▶ Task statement: Reproduce the entire publication record on csd gene diversity in Varroa-resistant honey bees verbatim, without any changes.

▶ Passage shown:
*** Block opens ***

Submitted to: Apidologie
Publication Type: Peer Reviewed Journal
Publication Acceptance Date: 7/20/2020
Publication Date: 12/1/2020
Citation: Bilodeau, A.L., Avalos, A., Danka, R.G. 2020. Genetic diversity of the complementary sex-determiner (csd) gene in two closed breeding stocks of Varroa-resistant honey bees.. Apidologie. 51(6):1125-1132. https://doi.org/10.1007/s13592-020-00790-1.
Interpretive Summary: Low genetic diversity, in particular at the complementary sex determiner (csd) locus, can be catastrophic to honey bee populations. Breeding programs that use closed mating systems are particularly vulnerable because of the increased risk, of inbreeding. In this study we examine genetic diversity within csd in two stocks bred for resistance to Varroa destructor: Pol-line and Hilo, both of which use closed mating systems. We found that diversity levels were comparable to those in other closed breeding populations as well as other open-mated populations of Apis mellifera. We did find the distinct patterns of allele distribution between the stocks suggesting of the beginning of divergence and recommend periodic monitoring of csd diversity going forward.

*** Block closes ***

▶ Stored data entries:
*** Block opens ***

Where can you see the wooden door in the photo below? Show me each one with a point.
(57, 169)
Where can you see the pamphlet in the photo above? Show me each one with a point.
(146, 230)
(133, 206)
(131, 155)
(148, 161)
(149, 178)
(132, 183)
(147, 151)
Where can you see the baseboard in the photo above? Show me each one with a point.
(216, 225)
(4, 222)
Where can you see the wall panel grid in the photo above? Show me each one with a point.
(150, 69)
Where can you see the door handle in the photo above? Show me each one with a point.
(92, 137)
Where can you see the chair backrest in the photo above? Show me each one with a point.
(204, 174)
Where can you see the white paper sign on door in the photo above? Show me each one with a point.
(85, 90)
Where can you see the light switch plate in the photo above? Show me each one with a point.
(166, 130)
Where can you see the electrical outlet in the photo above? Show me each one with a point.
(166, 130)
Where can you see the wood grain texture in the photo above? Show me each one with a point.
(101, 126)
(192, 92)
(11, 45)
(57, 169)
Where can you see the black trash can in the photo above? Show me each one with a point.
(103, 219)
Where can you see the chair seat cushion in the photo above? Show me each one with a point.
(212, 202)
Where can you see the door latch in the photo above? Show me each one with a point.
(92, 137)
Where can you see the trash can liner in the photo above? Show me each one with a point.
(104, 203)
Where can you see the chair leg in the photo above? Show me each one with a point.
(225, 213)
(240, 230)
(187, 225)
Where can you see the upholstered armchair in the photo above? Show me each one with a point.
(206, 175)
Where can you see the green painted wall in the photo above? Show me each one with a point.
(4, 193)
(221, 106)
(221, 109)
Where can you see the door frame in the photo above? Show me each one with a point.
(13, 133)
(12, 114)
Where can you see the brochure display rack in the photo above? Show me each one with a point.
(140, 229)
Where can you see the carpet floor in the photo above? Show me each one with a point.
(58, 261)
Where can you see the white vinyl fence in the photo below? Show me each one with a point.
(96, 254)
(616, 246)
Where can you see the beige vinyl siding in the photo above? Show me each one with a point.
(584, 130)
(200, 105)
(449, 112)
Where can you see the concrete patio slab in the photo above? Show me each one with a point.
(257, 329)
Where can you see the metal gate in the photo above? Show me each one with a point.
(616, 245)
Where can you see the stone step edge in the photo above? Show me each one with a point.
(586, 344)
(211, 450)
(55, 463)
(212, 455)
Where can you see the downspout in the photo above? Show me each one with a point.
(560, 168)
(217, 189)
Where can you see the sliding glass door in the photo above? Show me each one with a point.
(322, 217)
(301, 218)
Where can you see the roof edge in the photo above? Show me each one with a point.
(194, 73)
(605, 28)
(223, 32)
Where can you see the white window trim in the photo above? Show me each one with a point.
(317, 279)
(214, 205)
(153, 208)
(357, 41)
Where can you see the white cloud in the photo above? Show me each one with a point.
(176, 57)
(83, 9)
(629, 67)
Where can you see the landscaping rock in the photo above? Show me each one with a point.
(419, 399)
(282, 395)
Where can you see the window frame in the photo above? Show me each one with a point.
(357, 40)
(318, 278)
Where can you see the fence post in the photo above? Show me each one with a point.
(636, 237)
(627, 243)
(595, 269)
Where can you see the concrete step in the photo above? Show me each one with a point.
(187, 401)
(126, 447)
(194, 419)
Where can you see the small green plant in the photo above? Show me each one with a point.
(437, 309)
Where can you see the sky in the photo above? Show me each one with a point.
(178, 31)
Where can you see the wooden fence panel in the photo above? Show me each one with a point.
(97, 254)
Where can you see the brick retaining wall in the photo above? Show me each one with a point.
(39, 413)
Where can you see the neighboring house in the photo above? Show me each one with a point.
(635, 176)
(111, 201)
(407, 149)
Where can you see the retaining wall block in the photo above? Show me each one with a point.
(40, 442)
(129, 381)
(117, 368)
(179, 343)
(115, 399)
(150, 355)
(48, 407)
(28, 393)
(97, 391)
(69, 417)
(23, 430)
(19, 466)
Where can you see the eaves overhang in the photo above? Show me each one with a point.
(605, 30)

*** Block closes ***

▶ Written solution:
Submitted to: Apidologie
Publication Type: Peer Reviewed Journal
Publication Acceptance Date: 7/20/2020
Publication Date: 12/1/2020
Citation: Bilodeau, A.L., Avalos, A., Danka, R.G. 2020. Genetic diversity of the complementary sex-determiner (csd) gene in two closed breeding stocks of Varroa-resistant honey bees.. Apidologie. 51(6):1125-1132. https://doi.org/10.1007/s13592-020-00790-1.
Interpretive Summary: Low genetic diversity, in particular at the complementary sex determiner (csd) locus, can be catastrophic to honey bee populations. Breeding programs that use closed mating systems are particularly vulnerable because of the increased risk, of inbreeding. In this study we examine genetic diversity within csd in two stocks bred for resistance to Varroa destructor: Pol-line and Hilo, both of which use closed mating systems. We found that diversity levels were comparable to those in other closed breeding populations as well as other open-mated populations of Apis mellifera. We did find the distinct patterns of allele distribution between the stocks suggesting of the beginning of divergence and recommend periodic monitoring of csd diversity going forward.